■ **GIVEN REQUEST**
Retype each record shown below, leaving every character as it is.
· · ·
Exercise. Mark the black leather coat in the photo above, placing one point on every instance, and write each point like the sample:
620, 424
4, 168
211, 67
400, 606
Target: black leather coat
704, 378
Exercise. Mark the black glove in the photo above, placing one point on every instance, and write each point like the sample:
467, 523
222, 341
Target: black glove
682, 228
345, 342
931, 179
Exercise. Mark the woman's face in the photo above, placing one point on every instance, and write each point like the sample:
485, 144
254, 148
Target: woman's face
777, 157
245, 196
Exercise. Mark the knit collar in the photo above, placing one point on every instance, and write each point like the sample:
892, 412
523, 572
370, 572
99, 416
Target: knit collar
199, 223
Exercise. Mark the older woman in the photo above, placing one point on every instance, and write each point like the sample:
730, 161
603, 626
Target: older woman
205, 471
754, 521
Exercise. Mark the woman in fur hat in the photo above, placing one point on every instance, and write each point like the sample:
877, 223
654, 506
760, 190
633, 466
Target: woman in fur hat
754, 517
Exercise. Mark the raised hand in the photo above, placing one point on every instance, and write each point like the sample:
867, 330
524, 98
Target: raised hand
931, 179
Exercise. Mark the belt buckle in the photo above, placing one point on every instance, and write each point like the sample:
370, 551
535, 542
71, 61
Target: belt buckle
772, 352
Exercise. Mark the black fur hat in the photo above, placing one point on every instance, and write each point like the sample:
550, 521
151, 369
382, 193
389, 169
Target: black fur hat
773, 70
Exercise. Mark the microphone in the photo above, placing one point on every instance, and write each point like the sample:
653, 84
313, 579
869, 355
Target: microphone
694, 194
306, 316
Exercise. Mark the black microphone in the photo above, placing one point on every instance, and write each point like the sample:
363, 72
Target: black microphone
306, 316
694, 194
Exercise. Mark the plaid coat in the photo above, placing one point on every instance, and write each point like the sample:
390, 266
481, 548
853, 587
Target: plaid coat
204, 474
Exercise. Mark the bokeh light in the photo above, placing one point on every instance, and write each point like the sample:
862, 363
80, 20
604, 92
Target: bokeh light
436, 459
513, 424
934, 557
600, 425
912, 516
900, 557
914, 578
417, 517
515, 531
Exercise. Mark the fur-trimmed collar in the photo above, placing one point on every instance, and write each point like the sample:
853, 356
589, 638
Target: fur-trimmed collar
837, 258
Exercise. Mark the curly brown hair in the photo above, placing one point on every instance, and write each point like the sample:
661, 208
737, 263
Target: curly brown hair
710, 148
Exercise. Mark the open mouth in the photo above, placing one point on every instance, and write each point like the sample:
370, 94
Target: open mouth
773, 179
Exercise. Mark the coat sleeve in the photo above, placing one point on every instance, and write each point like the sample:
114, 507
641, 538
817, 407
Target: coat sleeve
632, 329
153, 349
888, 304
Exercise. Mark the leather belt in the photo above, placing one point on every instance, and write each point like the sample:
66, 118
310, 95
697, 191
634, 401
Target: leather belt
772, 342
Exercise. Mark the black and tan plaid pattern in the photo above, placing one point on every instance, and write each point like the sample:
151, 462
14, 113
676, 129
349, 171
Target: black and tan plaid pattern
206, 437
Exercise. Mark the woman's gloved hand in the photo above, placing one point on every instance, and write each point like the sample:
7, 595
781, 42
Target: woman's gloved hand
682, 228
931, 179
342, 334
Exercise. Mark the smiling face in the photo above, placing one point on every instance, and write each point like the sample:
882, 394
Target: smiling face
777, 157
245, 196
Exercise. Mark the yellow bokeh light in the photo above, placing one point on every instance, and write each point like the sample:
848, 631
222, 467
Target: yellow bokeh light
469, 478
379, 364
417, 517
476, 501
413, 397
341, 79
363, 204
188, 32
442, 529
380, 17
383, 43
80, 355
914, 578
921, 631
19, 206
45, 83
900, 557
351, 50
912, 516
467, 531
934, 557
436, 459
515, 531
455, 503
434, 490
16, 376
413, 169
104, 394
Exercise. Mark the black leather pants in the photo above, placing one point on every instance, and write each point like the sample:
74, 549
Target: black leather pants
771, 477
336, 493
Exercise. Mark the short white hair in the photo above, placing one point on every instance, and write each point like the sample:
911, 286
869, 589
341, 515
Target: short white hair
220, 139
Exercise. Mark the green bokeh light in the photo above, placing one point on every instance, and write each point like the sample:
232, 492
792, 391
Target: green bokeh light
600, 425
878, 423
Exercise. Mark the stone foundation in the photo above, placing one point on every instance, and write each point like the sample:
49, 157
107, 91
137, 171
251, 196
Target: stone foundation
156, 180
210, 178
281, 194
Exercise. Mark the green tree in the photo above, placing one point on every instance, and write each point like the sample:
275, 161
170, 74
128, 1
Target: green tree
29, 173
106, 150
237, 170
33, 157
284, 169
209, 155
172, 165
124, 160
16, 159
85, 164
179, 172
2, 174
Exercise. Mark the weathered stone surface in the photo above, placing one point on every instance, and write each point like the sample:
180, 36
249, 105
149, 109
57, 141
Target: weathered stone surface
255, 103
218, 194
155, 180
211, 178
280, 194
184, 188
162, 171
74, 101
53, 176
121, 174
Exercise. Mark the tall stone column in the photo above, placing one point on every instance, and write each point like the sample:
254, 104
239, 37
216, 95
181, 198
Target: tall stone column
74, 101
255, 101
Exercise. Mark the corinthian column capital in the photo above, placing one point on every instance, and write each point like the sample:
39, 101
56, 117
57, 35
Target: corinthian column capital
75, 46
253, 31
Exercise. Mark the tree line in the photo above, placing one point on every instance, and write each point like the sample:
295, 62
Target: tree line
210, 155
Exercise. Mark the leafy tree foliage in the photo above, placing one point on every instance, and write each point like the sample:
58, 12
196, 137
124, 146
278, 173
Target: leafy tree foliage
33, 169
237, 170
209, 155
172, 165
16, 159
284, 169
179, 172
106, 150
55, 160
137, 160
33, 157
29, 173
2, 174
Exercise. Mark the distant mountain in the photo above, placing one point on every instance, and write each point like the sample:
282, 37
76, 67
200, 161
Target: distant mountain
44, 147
· · ·
■ **EXPECTED ANSWER**
Exercise. Mark the black leather coat in the photo above, placing one point on every instance, and write each point like the sample:
620, 424
4, 168
211, 67
400, 606
Target: black leather coat
704, 378
Exercise. Mark the black glove in the photo above, placing one point on every instance, and write each point like the sample:
467, 523
222, 341
Target: black glove
682, 228
345, 342
931, 179
Exercise. Mark the woman's face in the photo above, placing one point on every instance, and write each point like the sample:
485, 144
254, 148
Target: woman's face
777, 157
245, 196
Exercise. Mark the knit collar in the photo above, placing one point on every instance, and write each point like the sample:
892, 412
523, 572
370, 572
99, 416
Target: knit collar
199, 223
Exercise. Mark the older woman in the photo above, placing one point on every instance, and write each point like the sample:
730, 161
603, 626
Target: older woman
205, 471
754, 521
Exercise. Mark the woman in fur hat in the photo above, placing one point on every instance, and write each point like the sample:
877, 223
654, 506
760, 190
633, 466
Target: woman in fur hat
754, 517
Exercise. Mark the raised hand in the photo above, placing one point on every instance, and write each point like the sample:
867, 330
524, 98
Target: raised hand
931, 179
Exercise. Mark the belt buckle in the photo above, placing one point on every instance, and write each point like the sample:
370, 551
535, 542
71, 61
Target: belt buckle
772, 352
Exercise. Mark the black fur hat in the photo above, placing one point on every instance, and write each point like the sample:
550, 521
151, 369
382, 193
389, 169
Target: black fur hat
773, 70
Exercise. Mark the microphone in the photo above, placing one point on every instance, and write each point like the sample:
653, 84
313, 579
869, 355
Target: microphone
694, 194
306, 316
Exercise. Mark the black microphone in the photo above, placing one point on every instance, and write each point like the sample:
363, 72
Target: black microphone
306, 316
694, 194
Exercise. Mark the plaid coat in the photo above, placing one point on every instance, and write each point like the sample:
390, 266
481, 548
853, 587
Target: plaid coat
204, 474
Exercise. Mark the bokeh light in the photo above, placing one point on every instance, and write each point like the sample:
862, 363
80, 20
604, 92
Target: bokeh light
436, 459
513, 424
934, 557
600, 425
912, 516
900, 557
914, 578
417, 517
515, 531
Exercise. Mark the fur-trimmed collar in the photo above, placing one point on every instance, and write each point like the sample:
853, 356
589, 638
Target: fur-trimmed collar
837, 258
Exercise. Mark the curly brown hair in the photo above, placing one point on every instance, and write each point like the sample:
661, 208
737, 263
Target: curly brown hair
710, 148
Exercise. Mark the open mouth in the photo above, placing one point on every instance, and write each point like the sample:
370, 94
Target: open mouth
773, 179
Exercise. Mark the coat sleeve in the photo above, placing one point on every instance, and write each point like the sample:
114, 507
641, 538
817, 407
Target: coat sleeve
632, 329
153, 349
888, 304
Exercise. Mark the leather belt in the photo above, placing one point on every instance, and write each point like the sample:
66, 118
310, 95
697, 191
634, 401
Target: leather belt
772, 342
Exercise. Mark the black and tan plaid pattern in the photo above, placing one point on every instance, and write each point like the sample:
151, 462
14, 113
676, 129
349, 171
Target: black and tan plaid pattern
206, 437
Exercise. Mark the woman's gloved hand in the photo above, placing one point on every instance, and write each point like the sample:
7, 595
781, 42
Target: woman's gloved hand
682, 228
931, 179
342, 334
Exercise. Mark the smiling face in the photo above, placing one point on every instance, and write each point like the sample:
882, 394
Target: smiling face
777, 157
245, 196
Exercise. Mark the yellow bokeh light in the photo above, placing one point on every instance, and write each point like the sample:
848, 631
222, 467
Target: yellow bokeh light
469, 478
379, 364
417, 517
476, 501
413, 397
341, 79
363, 204
188, 32
442, 529
380, 17
383, 43
80, 355
914, 578
921, 631
19, 206
45, 83
900, 557
351, 50
912, 516
467, 531
934, 557
436, 459
515, 531
455, 503
434, 490
16, 376
413, 169
104, 394
Exercise. Mark the black leather pants in the photo above, placing one point on every instance, and write each point like the sample:
74, 549
Target: black leather pants
771, 477
336, 493
Exercise. Mark the short white hair in the photo above, placing one point on every instance, and write each point like the sample:
911, 286
869, 589
341, 515
Target: short white hair
220, 139
Exercise. Mark the green bokeh light in the photo above, placing one point on every instance, and write each point like the sample:
232, 492
792, 391
Target: green bokeh light
600, 425
878, 423
Exercise. Mark the stone foundation in the photo above, placing one point on every instance, and write each point like the sample:
49, 157
107, 91
137, 171
251, 196
Target: stone foundation
156, 180
210, 178
281, 194
Exercise. Mark the green tree in the photo above, placing one point on every instance, and write each point like the sample:
275, 161
170, 74
128, 1
Target: green tree
29, 173
106, 150
237, 170
33, 157
284, 169
209, 155
172, 165
124, 160
16, 159
85, 164
179, 172
2, 174
Exercise. Mark the weathered stone surface in the photo above, placing one point on every instance, and write each point like the sample:
180, 36
249, 105
149, 109
57, 141
Target: weathered stone surface
255, 103
218, 194
155, 180
211, 178
280, 194
184, 188
162, 171
74, 101
53, 176
121, 174
Exercise. Mark the tall stone column in the photo above, placing one point on every instance, and write each point like the sample:
254, 104
239, 37
216, 95
181, 198
Target: tall stone column
74, 101
255, 101
Exercise. Mark the corinthian column capital in the photo above, placing one point on every instance, and write each point like the sample:
39, 101
56, 117
57, 35
Target: corinthian column capital
75, 46
253, 31
Exercise. Mark the tree line in the photo above, placing one point on every instance, and write each point like the sample:
295, 62
Target: tree line
210, 155
Exercise. Mark the leafy tree foliage in the photo above, placing one point on every instance, and write each point like the sample:
58, 12
196, 137
124, 146
278, 173
Target: leafy tree foliage
33, 169
237, 170
209, 155
172, 165
16, 159
284, 169
179, 172
106, 150
55, 160
137, 160
33, 157
29, 173
2, 174
Exercise. Mark the distant mountain in the photo above, placing one point on every instance, and write each point like the sample:
282, 37
76, 67
200, 161
Target: distant mountain
44, 147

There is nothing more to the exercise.